Problem to solve.
Reproduce each record exactly.

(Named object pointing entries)
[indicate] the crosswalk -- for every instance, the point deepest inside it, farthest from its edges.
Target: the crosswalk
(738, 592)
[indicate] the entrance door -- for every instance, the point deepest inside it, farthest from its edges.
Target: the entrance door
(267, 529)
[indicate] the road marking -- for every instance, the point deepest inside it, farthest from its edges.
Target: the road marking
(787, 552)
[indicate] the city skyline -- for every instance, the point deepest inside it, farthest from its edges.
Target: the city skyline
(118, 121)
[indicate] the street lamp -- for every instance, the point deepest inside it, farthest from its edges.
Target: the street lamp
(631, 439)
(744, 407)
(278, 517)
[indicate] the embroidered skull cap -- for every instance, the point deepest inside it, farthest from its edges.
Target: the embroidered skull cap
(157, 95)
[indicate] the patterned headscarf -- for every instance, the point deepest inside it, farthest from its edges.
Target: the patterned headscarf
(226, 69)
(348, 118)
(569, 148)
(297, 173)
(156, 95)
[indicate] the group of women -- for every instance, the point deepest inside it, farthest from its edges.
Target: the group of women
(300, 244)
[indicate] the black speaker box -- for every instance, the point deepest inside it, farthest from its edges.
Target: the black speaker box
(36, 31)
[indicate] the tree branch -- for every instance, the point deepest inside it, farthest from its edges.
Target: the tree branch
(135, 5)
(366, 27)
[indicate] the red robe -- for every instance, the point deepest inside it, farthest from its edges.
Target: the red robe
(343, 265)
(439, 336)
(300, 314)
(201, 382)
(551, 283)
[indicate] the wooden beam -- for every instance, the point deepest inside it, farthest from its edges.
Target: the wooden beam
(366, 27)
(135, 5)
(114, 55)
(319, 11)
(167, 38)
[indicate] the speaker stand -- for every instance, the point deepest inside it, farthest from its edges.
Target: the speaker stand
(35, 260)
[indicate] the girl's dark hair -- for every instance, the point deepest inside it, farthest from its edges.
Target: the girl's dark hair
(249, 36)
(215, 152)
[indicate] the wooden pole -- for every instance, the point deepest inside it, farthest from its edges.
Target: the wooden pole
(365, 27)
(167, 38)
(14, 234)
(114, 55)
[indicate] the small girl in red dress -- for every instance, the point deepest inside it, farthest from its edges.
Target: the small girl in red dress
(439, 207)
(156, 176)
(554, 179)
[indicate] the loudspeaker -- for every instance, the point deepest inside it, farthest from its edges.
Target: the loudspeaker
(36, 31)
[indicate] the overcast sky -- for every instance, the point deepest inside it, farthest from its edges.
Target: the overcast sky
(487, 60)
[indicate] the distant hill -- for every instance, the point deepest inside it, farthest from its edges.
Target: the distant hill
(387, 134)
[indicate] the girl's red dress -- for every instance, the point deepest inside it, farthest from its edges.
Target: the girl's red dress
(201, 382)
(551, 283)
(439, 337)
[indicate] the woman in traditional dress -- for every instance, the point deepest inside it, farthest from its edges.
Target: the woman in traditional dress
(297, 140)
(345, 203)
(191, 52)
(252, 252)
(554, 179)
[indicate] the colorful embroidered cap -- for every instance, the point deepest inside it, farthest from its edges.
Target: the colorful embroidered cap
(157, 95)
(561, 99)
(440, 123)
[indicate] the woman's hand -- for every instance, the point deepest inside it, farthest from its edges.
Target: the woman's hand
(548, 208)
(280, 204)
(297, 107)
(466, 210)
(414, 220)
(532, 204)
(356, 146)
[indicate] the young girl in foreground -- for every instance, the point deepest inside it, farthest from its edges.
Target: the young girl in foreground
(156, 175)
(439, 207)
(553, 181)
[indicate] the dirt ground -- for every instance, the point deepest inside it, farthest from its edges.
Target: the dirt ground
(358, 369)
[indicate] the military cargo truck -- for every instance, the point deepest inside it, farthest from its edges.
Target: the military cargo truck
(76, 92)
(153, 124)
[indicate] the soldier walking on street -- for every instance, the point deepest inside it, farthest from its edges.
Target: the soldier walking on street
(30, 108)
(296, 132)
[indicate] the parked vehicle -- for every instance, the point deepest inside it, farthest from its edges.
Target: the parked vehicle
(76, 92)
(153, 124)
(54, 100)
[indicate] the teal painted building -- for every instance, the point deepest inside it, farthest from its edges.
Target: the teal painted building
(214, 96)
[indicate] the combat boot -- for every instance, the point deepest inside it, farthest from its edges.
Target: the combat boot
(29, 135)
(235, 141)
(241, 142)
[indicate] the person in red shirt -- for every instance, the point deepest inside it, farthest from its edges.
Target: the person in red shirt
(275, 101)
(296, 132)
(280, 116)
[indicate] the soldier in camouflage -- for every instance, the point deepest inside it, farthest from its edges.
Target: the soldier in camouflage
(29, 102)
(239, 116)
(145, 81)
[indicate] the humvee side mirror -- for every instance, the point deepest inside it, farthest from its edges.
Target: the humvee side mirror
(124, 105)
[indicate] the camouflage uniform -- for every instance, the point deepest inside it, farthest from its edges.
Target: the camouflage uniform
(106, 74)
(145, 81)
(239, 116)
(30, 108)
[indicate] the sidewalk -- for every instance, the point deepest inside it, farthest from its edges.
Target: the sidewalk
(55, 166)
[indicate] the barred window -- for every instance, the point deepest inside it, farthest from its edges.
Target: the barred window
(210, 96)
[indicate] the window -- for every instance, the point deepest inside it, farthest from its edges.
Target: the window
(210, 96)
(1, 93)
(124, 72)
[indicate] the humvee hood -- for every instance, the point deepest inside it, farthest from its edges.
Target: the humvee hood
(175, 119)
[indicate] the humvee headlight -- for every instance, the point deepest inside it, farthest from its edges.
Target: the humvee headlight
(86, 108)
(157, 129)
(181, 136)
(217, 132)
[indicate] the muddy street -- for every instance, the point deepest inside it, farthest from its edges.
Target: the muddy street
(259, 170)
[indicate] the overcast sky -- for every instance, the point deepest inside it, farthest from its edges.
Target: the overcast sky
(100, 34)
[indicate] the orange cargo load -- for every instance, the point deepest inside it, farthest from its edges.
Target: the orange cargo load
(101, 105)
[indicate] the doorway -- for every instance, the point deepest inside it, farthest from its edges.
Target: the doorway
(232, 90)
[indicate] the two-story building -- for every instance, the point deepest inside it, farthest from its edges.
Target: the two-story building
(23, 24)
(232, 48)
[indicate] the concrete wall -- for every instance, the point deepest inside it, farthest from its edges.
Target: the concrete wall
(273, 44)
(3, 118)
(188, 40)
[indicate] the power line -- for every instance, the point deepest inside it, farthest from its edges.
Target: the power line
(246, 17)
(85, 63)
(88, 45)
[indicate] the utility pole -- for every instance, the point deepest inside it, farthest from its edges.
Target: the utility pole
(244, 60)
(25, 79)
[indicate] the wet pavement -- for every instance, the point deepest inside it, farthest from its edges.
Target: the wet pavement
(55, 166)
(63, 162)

Exercise answer.
[indicate] the crosswalk -- for every instance, the point deepest inside it, farthest from its edges.
Target: the crosswalk
(738, 592)
[indicate] the entrance door -- for every instance, the point deepest inside it, farthest from its edges.
Target: the entrance door
(267, 529)
[indicate] the road marking -- for every instance, the point deepest inside it, farthest from its edges.
Target: the road marking
(787, 552)
[indicate] the city skyline -- for every instance, the point deepest inside it, farthest from its edges.
Target: the city skyline
(118, 121)
[indicate] the street lamp -- for every instance, the point deepest inside it, farthest from its edges.
Target: the street lamp
(631, 439)
(744, 407)
(278, 517)
[indicate] the embroidered skull cap -- for every instance, the point deepest inside it, farthest from its edges.
Target: the embroidered skull cap
(157, 95)
[indicate] the patterned headscarf -- for every instance, the point deepest inside it, farthest from its edges.
Target: the patterned headscarf
(226, 69)
(348, 118)
(569, 148)
(297, 173)
(156, 95)
[indicate] the group of women -- for every instance, the point deepest inside it, farthest from its edges.
Target: the group of women
(300, 244)
[indicate] the black speaker box -- for every instance, the point deepest inside it, farthest from its edges.
Target: the black speaker box
(36, 31)
[indicate] the tree branch -- for every instance, the point deepest inside it, farthest from its edges.
Target: the tree branch
(135, 5)
(366, 27)
[indicate] the red robe -- for every instance, the point deepest inside it, farthest from its edges.
Target: the red robe
(343, 265)
(439, 336)
(300, 314)
(201, 382)
(551, 283)
[indicate] the wooden beam -- for every instance, the point deepest inside it, farthest from its edges.
Target: the wooden beam
(366, 27)
(135, 5)
(114, 55)
(319, 11)
(167, 38)
[indicate] the speaker stand -- for every instance, the point deepest inside it, farthest from its edges.
Target: the speaker stand
(35, 260)
[indicate] the girl's dark hair -- for every instance, the point deepest inside it, farthest from its edges.
Target: the girl's dark hair
(249, 36)
(215, 152)
[indicate] the wooden pole -- for every instance, the point deepest inside it, farthest from its edges.
Target: the wooden pole
(365, 27)
(167, 38)
(14, 234)
(114, 55)
[indicate] the small girl in red dress -- for every instance, the point deepest inside it, farthest from its edges.
Target: the small girl in red dress
(439, 207)
(156, 176)
(554, 179)
[indicate] the loudspeaker -- for every instance, the point deepest inside it, farthest from its edges.
Target: the loudspeaker
(36, 31)
[indicate] the overcast sky -- for every instance, the point deepest inside it, farthest from its edges.
Target: the overcast sky
(487, 60)
[indicate] the distant hill -- for every instance, the point deepest inside it, farthest from its edges.
Target: the distant hill
(387, 134)
[indicate] the girl's red dress -- for every instance, the point deepest inside it, farthest from its edges.
Target: the girl's red dress
(201, 382)
(551, 283)
(439, 337)
[indicate] the woman in traditional dress -- for every instance, the point deepest inside it, farthest from its edges.
Target: the woman in traditional dress
(297, 140)
(345, 203)
(191, 52)
(252, 252)
(554, 179)
[indicate] the colorful embroidered cap -- for every instance, the point deepest inside it, farthest from its edges.
Target: the colorful embroidered cap
(157, 95)
(561, 99)
(440, 123)
[indicate] the woman's hand -- for every instance, the point deepest inside it, farthest from its edges.
Target: the woman's hand
(548, 208)
(280, 204)
(297, 107)
(466, 210)
(414, 220)
(532, 204)
(356, 146)
[indicate] the young girl in foreground -- for every instance, the point deepest inside it, farthest from its edges.
Target: the young girl in foreground
(156, 175)
(439, 207)
(553, 181)
[indicate] the dirt ground -- for every instance, the point deepest inside it, farthest from its edges.
Target: the dirt ground
(358, 369)
[indicate] the military cargo truck -- for every instance, the point deepest inside it, farthest from its edges.
Target: the military cargo truck
(76, 92)
(153, 124)
[indicate] the soldier walking on street -- for every instance, the point deepest inside it, farthest from its edges.
Target: the soldier walking on street
(30, 108)
(296, 132)
[indicate] the parked vehicle -- for every instance, the point deepest inside it, farthest from its edges.
Target: the parked vehicle
(76, 92)
(153, 124)
(54, 100)
[indicate] the teal painted building -- for every instance, the point deepest inside it, farthest from its edges.
Target: the teal painted building
(214, 96)
[indicate] the combat boot -- for every instance, the point deepest inside it, farthest from its edges.
Target: the combat boot
(29, 135)
(235, 141)
(241, 142)
[indicate] the person in red shirt -- for every instance, the point deepest inside it, farthest from its edges.
Target: the person in red shirt
(275, 101)
(296, 132)
(280, 116)
[indicate] the soldier in camouflage -- for every instance, the point deepest inside it, farthest from its edges.
Target: the soldier in camouflage
(29, 102)
(239, 116)
(145, 81)
[indicate] the humvee side mirror -- for every instance, the point deepest inside it, farthest from its edges.
Target: the humvee side mirror
(124, 105)
[indicate] the camouflage uniform -- for every instance, the point deepest inside it, farthest from its edges.
Target: the camouflage uniform
(106, 74)
(145, 81)
(239, 116)
(30, 108)
[indicate] the sidewalk -- for every instance, the point deepest inside it, farthest from its edges.
Target: the sidewalk
(55, 166)
[indicate] the barred window -- for every instance, the point deepest inside it, farthest from its edges.
Target: the barred window
(210, 96)
[indicate] the window -- for every instance, the point deepest inside it, farthest from its edges.
Target: the window
(210, 96)
(1, 93)
(124, 72)
[indicate] the humvee hood -- for every instance, the point deepest inside it, farthest from its edges.
Target: the humvee hood
(175, 119)
[indicate] the humvee headlight -- for every instance, the point deepest inside it, farthest from its edges.
Target: the humvee headlight
(86, 108)
(157, 129)
(181, 136)
(217, 132)
[indicate] the muddy street -- for every instance, the point deepest inside it, farthest from its edges.
Target: the muddy street
(259, 170)
[indicate] the overcast sky -- for every instance, the point deepest inside it, farthest from its edges.
Target: the overcast sky
(100, 34)
[indicate] the orange cargo load -- for every instance, the point deepest inside it, farthest from its edges.
Target: the orange cargo load
(101, 105)
[indicate] the doorway -- for every instance, the point deepest inside it, farthest from its edges.
Target: the doorway
(232, 90)
[indicate] the two-story building -- for every instance, the point deepest inside it, farthest from its edges.
Target: the two-story building
(23, 24)
(232, 48)
[indicate] the concrete wall -- for every instance, the point deepest inside it, farthest from its edges.
Target: the concrete wall
(273, 44)
(3, 118)
(188, 40)
[indicate] the power line -- for every instance, the point deepest inside it, farthest from its edges.
Target: the power line
(246, 17)
(85, 63)
(88, 45)
[indicate] the utility pole -- for every instance, the point deepest inside it, farthest from its edges.
Target: the utility pole
(244, 60)
(25, 79)
[indicate] the wet pavement -- for every instance, the point deepest inside it, farthest from its edges.
Target: the wet pavement
(55, 166)
(63, 162)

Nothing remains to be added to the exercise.